SET EXERCISE: Render as a Markdown table with the columns Row and Line, omitting blank lines, only the lines starting at the one that contains "target: <item>pink hair</item>" and ending at the one that contains "158 188 L 164". Include both of those lines.

[Rows from a dataset]
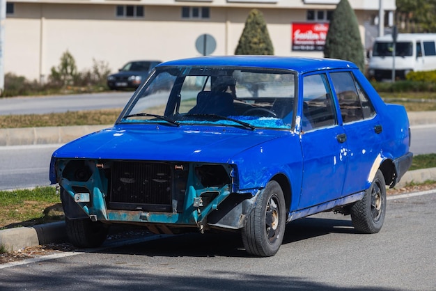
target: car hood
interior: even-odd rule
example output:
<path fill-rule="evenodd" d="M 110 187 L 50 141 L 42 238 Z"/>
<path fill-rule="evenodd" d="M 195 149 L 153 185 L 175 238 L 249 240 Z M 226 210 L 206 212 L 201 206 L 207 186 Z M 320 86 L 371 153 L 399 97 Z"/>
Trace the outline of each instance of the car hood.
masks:
<path fill-rule="evenodd" d="M 53 157 L 228 163 L 239 152 L 279 137 L 274 131 L 163 127 L 104 129 L 67 143 Z"/>

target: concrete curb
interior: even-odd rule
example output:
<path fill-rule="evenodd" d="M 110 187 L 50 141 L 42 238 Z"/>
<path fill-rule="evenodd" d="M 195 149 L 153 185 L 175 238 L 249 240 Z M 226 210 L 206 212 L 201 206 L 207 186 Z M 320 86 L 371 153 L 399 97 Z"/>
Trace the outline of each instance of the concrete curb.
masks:
<path fill-rule="evenodd" d="M 429 180 L 436 180 L 436 168 L 406 172 L 396 188 L 403 187 L 412 182 L 423 182 Z M 0 246 L 3 246 L 8 251 L 52 242 L 65 242 L 67 239 L 64 221 L 0 230 Z"/>
<path fill-rule="evenodd" d="M 65 143 L 112 125 L 82 125 L 0 129 L 1 146 Z"/>
<path fill-rule="evenodd" d="M 64 221 L 0 230 L 0 246 L 8 251 L 66 239 Z"/>

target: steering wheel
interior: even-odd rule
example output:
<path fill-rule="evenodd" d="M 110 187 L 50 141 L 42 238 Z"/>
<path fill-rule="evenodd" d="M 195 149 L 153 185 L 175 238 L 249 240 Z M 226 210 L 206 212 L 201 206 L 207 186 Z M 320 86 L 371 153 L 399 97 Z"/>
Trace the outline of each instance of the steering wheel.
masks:
<path fill-rule="evenodd" d="M 266 113 L 266 115 L 265 115 Z M 254 116 L 277 117 L 277 114 L 272 110 L 263 107 L 250 108 L 245 111 L 243 115 L 251 115 Z"/>

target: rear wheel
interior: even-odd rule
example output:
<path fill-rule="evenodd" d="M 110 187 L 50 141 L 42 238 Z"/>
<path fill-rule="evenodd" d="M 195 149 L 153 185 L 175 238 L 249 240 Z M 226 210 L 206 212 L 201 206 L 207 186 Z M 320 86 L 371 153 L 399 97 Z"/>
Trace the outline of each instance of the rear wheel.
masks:
<path fill-rule="evenodd" d="M 249 253 L 269 257 L 277 253 L 283 242 L 286 223 L 285 199 L 276 181 L 267 184 L 259 195 L 242 230 L 242 242 Z"/>
<path fill-rule="evenodd" d="M 386 214 L 386 183 L 380 170 L 362 200 L 353 204 L 350 210 L 356 230 L 375 233 L 382 229 Z"/>
<path fill-rule="evenodd" d="M 107 237 L 108 228 L 100 221 L 90 219 L 65 219 L 65 229 L 70 242 L 80 248 L 100 246 Z"/>

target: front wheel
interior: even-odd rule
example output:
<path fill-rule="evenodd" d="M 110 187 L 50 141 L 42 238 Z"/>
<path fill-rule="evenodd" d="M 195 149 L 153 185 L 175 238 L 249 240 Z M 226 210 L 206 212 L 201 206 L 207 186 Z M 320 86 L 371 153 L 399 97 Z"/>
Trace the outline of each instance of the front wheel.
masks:
<path fill-rule="evenodd" d="M 256 207 L 242 230 L 247 253 L 260 257 L 276 254 L 285 234 L 286 207 L 279 183 L 271 181 L 259 194 Z"/>
<path fill-rule="evenodd" d="M 376 233 L 382 229 L 386 214 L 386 183 L 380 170 L 362 200 L 351 206 L 350 214 L 358 232 Z"/>
<path fill-rule="evenodd" d="M 65 219 L 65 229 L 70 242 L 80 248 L 100 246 L 107 237 L 108 228 L 90 219 Z"/>

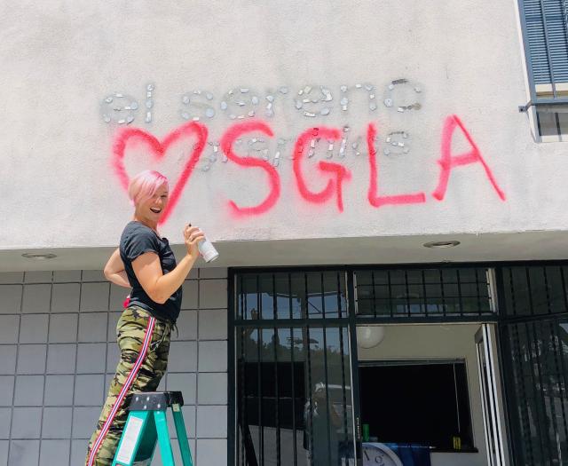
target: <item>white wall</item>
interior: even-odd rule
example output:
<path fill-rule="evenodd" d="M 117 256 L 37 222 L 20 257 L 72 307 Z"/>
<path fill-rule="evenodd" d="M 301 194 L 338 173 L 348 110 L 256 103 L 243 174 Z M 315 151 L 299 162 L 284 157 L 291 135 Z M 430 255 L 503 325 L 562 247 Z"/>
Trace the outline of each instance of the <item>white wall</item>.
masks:
<path fill-rule="evenodd" d="M 242 86 L 251 89 L 248 95 L 254 90 L 263 106 L 268 91 L 276 96 L 273 117 L 264 115 L 263 106 L 255 116 L 272 128 L 271 162 L 278 138 L 290 139 L 276 169 L 280 197 L 262 215 L 236 217 L 228 201 L 244 207 L 262 201 L 270 191 L 264 171 L 220 160 L 201 171 L 207 162 L 200 162 L 163 226 L 174 243 L 188 220 L 216 241 L 564 230 L 564 146 L 534 144 L 526 115 L 517 111 L 526 99 L 517 22 L 514 2 L 490 0 L 5 4 L 0 248 L 116 244 L 131 211 L 111 165 L 116 130 L 124 125 L 105 122 L 101 106 L 111 93 L 124 92 L 144 107 L 149 83 L 155 84 L 153 120 L 146 123 L 138 109 L 130 126 L 160 139 L 185 122 L 182 95 L 202 89 L 213 94 L 216 109 L 203 122 L 209 142 L 218 141 L 234 122 L 220 109 L 221 99 Z M 420 84 L 422 109 L 399 113 L 384 106 L 389 83 L 398 78 Z M 375 86 L 377 110 L 368 108 L 368 93 L 355 89 L 359 83 Z M 329 115 L 311 118 L 296 110 L 292 96 L 306 84 L 329 89 Z M 342 84 L 350 86 L 347 112 L 338 104 Z M 280 86 L 289 92 L 280 93 Z M 416 97 L 411 92 L 399 101 Z M 443 201 L 431 195 L 440 174 L 444 122 L 452 115 L 468 129 L 505 201 L 479 163 L 453 171 Z M 424 203 L 370 205 L 367 150 L 358 157 L 351 148 L 359 137 L 364 146 L 369 122 L 380 135 L 380 194 L 423 193 Z M 335 144 L 327 159 L 323 141 L 304 163 L 314 192 L 329 179 L 317 171 L 316 162 L 351 170 L 340 213 L 335 196 L 321 205 L 300 196 L 289 155 L 304 129 L 345 124 L 351 131 L 344 158 Z M 384 155 L 386 134 L 402 130 L 410 134 L 410 152 Z M 464 141 L 457 131 L 454 153 L 470 148 Z M 155 165 L 174 184 L 192 144 L 180 140 Z M 235 150 L 244 155 L 246 146 Z M 208 145 L 205 154 L 212 151 Z M 148 153 L 142 145 L 127 147 L 130 175 L 154 167 Z"/>
<path fill-rule="evenodd" d="M 479 453 L 433 453 L 432 466 L 485 466 L 481 391 L 475 334 L 478 324 L 387 326 L 383 342 L 371 349 L 358 348 L 359 360 L 465 359 L 474 446 Z"/>

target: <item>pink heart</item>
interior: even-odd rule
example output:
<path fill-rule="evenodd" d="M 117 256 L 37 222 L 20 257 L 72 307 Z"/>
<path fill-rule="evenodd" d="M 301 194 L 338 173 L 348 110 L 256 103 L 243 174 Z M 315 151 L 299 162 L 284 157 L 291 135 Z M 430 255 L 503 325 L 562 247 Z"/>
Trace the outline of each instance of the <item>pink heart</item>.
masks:
<path fill-rule="evenodd" d="M 203 148 L 205 147 L 205 143 L 207 142 L 207 127 L 196 122 L 189 122 L 182 124 L 178 128 L 176 128 L 173 131 L 168 134 L 162 142 L 156 139 L 152 134 L 145 131 L 144 130 L 140 130 L 139 128 L 125 128 L 118 133 L 116 139 L 114 140 L 112 159 L 113 168 L 124 190 L 128 190 L 130 178 L 124 170 L 124 151 L 126 150 L 126 146 L 129 140 L 141 139 L 142 142 L 147 144 L 150 147 L 154 160 L 159 161 L 166 154 L 170 146 L 186 135 L 195 136 L 197 138 L 197 143 L 193 145 L 193 152 L 185 162 L 184 170 L 178 178 L 173 191 L 170 194 L 170 202 L 163 212 L 163 216 L 160 219 L 160 225 L 165 223 L 170 217 L 170 214 L 176 207 L 176 204 L 179 200 L 179 196 L 181 195 L 181 192 L 185 186 L 185 183 L 189 179 L 195 165 L 197 165 L 197 162 L 199 162 L 199 158 L 201 157 Z"/>

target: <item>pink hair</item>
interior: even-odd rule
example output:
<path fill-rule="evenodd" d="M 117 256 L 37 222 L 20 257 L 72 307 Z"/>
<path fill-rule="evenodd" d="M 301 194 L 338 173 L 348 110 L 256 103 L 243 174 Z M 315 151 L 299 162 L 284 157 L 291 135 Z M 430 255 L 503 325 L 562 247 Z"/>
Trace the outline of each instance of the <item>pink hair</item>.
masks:
<path fill-rule="evenodd" d="M 158 188 L 164 185 L 166 189 L 169 189 L 168 178 L 162 173 L 151 170 L 141 171 L 130 179 L 128 186 L 128 197 L 136 206 L 150 199 Z"/>

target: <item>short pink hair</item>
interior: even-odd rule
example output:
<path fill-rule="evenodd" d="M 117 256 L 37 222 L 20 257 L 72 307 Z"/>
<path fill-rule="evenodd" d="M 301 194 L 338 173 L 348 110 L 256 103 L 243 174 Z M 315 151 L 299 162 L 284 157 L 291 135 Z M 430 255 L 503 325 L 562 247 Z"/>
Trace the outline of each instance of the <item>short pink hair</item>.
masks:
<path fill-rule="evenodd" d="M 132 179 L 128 186 L 128 197 L 137 206 L 150 199 L 162 186 L 169 189 L 168 178 L 162 173 L 146 170 L 141 171 Z"/>

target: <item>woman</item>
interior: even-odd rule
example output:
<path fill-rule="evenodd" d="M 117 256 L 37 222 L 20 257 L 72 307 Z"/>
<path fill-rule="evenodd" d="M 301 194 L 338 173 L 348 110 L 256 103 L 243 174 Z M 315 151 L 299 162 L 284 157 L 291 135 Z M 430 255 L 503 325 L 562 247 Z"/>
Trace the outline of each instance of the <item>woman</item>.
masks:
<path fill-rule="evenodd" d="M 176 265 L 168 240 L 157 231 L 168 205 L 168 179 L 156 171 L 143 171 L 130 181 L 128 194 L 135 206 L 134 217 L 108 259 L 105 276 L 132 289 L 116 325 L 121 360 L 89 443 L 86 466 L 112 464 L 128 417 L 125 398 L 134 391 L 157 389 L 168 365 L 170 336 L 181 306 L 181 286 L 203 240 L 199 228 L 185 226 L 186 253 Z"/>

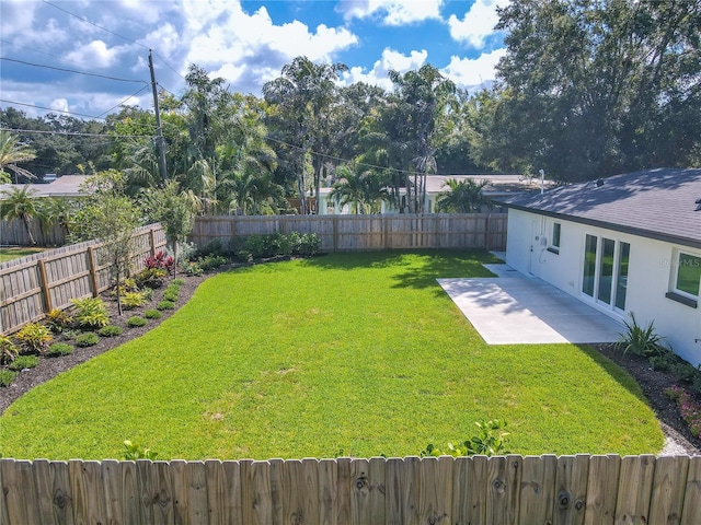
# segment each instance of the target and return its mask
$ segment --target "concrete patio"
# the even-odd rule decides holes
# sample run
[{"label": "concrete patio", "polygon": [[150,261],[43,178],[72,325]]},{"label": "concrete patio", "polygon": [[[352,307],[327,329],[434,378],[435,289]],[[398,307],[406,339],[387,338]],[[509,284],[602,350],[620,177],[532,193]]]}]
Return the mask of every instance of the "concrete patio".
[{"label": "concrete patio", "polygon": [[438,279],[487,345],[614,342],[625,329],[611,317],[507,265],[498,277]]}]

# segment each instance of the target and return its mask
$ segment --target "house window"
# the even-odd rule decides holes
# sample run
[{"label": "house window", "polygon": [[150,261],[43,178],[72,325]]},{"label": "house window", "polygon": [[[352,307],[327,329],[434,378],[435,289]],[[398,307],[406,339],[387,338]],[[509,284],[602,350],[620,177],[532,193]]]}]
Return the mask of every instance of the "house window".
[{"label": "house window", "polygon": [[552,224],[552,241],[550,242],[550,246],[548,247],[548,252],[553,254],[560,253],[560,231],[562,230],[562,225],[559,222],[553,222]]},{"label": "house window", "polygon": [[675,276],[675,291],[698,298],[700,282],[701,257],[679,252]]}]

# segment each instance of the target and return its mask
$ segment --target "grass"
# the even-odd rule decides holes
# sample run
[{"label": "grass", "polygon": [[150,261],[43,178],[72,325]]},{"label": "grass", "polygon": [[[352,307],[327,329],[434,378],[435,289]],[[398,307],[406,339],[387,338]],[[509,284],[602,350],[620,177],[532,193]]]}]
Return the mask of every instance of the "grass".
[{"label": "grass", "polygon": [[25,255],[38,254],[45,250],[46,248],[0,248],[0,262],[19,259]]},{"label": "grass", "polygon": [[[519,454],[657,453],[634,381],[586,346],[486,346],[438,277],[486,254],[334,255],[205,281],[157,329],[31,390],[9,457],[414,455],[508,421]],[[60,409],[58,409],[60,408]]]}]

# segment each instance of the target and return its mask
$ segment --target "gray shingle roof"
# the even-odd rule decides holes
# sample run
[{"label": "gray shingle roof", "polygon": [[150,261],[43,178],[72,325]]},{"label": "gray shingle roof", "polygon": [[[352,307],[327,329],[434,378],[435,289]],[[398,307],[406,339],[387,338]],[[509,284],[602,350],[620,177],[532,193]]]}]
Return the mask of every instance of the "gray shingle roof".
[{"label": "gray shingle roof", "polygon": [[[509,208],[701,247],[701,168],[627,173],[504,199]],[[701,201],[700,201],[701,202]]]}]

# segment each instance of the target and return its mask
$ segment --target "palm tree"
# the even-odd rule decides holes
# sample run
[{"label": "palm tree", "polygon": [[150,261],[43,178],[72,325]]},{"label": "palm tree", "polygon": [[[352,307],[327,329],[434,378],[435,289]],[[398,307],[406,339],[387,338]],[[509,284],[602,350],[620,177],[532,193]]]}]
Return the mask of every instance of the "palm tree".
[{"label": "palm tree", "polygon": [[492,199],[483,192],[490,180],[475,183],[471,178],[458,180],[449,178],[446,186],[449,190],[441,191],[436,199],[436,211],[447,213],[479,213],[483,206],[492,208]]},{"label": "palm tree", "polygon": [[18,166],[18,163],[28,162],[36,159],[36,153],[26,144],[20,142],[19,137],[13,137],[9,131],[0,131],[0,183],[11,182],[5,168],[14,172],[14,183],[19,176],[36,178],[36,176]]},{"label": "palm tree", "polygon": [[32,245],[36,245],[32,235],[32,220],[38,214],[37,201],[33,197],[35,190],[28,186],[11,188],[2,191],[5,198],[0,202],[0,217],[7,221],[18,219],[22,221]]}]

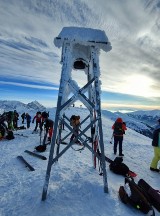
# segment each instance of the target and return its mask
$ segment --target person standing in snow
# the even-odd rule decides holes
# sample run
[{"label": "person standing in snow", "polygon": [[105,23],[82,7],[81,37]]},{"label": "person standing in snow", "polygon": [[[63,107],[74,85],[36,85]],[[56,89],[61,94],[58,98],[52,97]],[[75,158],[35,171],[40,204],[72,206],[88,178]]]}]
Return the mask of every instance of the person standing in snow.
[{"label": "person standing in snow", "polygon": [[119,156],[124,156],[122,153],[122,143],[123,143],[123,134],[125,134],[125,130],[127,130],[126,125],[123,123],[122,118],[117,118],[115,123],[112,126],[113,129],[113,137],[114,137],[114,154],[117,154],[117,146],[119,144]]},{"label": "person standing in snow", "polygon": [[32,123],[34,123],[34,120],[36,119],[36,126],[34,131],[37,131],[37,127],[39,125],[40,131],[42,131],[42,122],[43,122],[43,117],[41,115],[41,112],[37,112],[36,115],[34,116]]},{"label": "person standing in snow", "polygon": [[153,131],[152,146],[154,148],[154,157],[150,165],[150,170],[160,172],[160,169],[157,168],[158,161],[160,160],[160,119],[158,120],[158,125]]},{"label": "person standing in snow", "polygon": [[27,128],[30,128],[31,116],[28,113],[26,113],[25,119],[26,119],[26,122],[27,122]]},{"label": "person standing in snow", "polygon": [[53,127],[54,127],[54,121],[49,119],[48,117],[44,119],[44,127],[46,129],[46,137],[48,136],[48,141],[51,141],[52,134],[53,134]]},{"label": "person standing in snow", "polygon": [[24,119],[25,119],[25,117],[26,117],[26,114],[23,113],[23,114],[21,115],[21,118],[22,118],[22,124],[24,124]]},{"label": "person standing in snow", "polygon": [[[80,116],[72,115],[70,118],[70,125],[73,127],[74,133],[70,138],[70,142],[75,139],[79,134],[79,127],[80,127]],[[76,141],[77,144],[80,144],[80,141]]]}]

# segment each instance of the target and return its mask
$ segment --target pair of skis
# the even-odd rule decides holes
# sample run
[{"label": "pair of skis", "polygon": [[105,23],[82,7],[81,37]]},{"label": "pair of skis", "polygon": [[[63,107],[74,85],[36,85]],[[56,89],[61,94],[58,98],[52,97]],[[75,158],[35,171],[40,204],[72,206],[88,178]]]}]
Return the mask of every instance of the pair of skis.
[{"label": "pair of skis", "polygon": [[[32,156],[34,156],[34,157],[40,158],[40,159],[42,159],[42,160],[47,160],[47,158],[46,158],[45,156],[40,155],[40,154],[37,154],[37,153],[35,153],[35,152],[31,152],[31,151],[28,151],[28,150],[25,150],[24,152],[26,152],[26,153],[28,153],[29,155],[32,155]],[[30,163],[28,163],[28,162],[24,159],[24,157],[23,157],[22,155],[17,156],[17,158],[18,158],[23,164],[25,164],[25,166],[26,166],[30,171],[35,171],[34,167],[33,167]]]}]

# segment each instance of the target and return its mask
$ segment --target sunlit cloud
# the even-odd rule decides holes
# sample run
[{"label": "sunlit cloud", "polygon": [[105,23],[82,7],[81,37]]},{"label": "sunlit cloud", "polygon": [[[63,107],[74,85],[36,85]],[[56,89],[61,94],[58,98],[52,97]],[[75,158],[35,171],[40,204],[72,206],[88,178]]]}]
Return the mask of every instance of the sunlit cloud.
[{"label": "sunlit cloud", "polygon": [[[100,54],[102,91],[148,97],[153,107],[160,106],[159,4],[160,0],[1,1],[0,84],[57,90],[61,50],[54,46],[54,37],[65,26],[89,27],[104,30],[112,45],[109,53]],[[80,73],[73,75],[80,86],[86,82]]]},{"label": "sunlit cloud", "polygon": [[0,84],[22,86],[22,87],[33,88],[33,89],[47,89],[47,90],[58,90],[59,89],[57,87],[42,86],[42,85],[31,85],[31,84],[23,84],[23,83],[17,83],[17,82],[0,81]]}]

ANSWER IN FULL:
| Row | Line |
|---|---|
| 1 | target: <item>pink hair</item> |
| 2 | interior: even-odd rule |
| 3 | example output: |
| 4 | <path fill-rule="evenodd" d="M 117 256 L 37 222 L 20 257 L 72 307 Z"/> |
| 5 | <path fill-rule="evenodd" d="M 301 194 L 338 173 L 348 110 L 256 103 L 243 174 Z M 315 151 L 299 162 L 284 157 L 291 135 Z M 430 255 L 503 325 L 562 247 Z"/> |
| 6 | Trace the outline of each instance of the <item>pink hair</item>. |
| 7 | masks: |
| 8 | <path fill-rule="evenodd" d="M 158 188 L 164 185 L 166 189 L 169 189 L 168 178 L 162 173 L 151 170 L 141 171 L 130 179 L 128 186 L 128 197 L 136 206 L 150 199 Z"/> |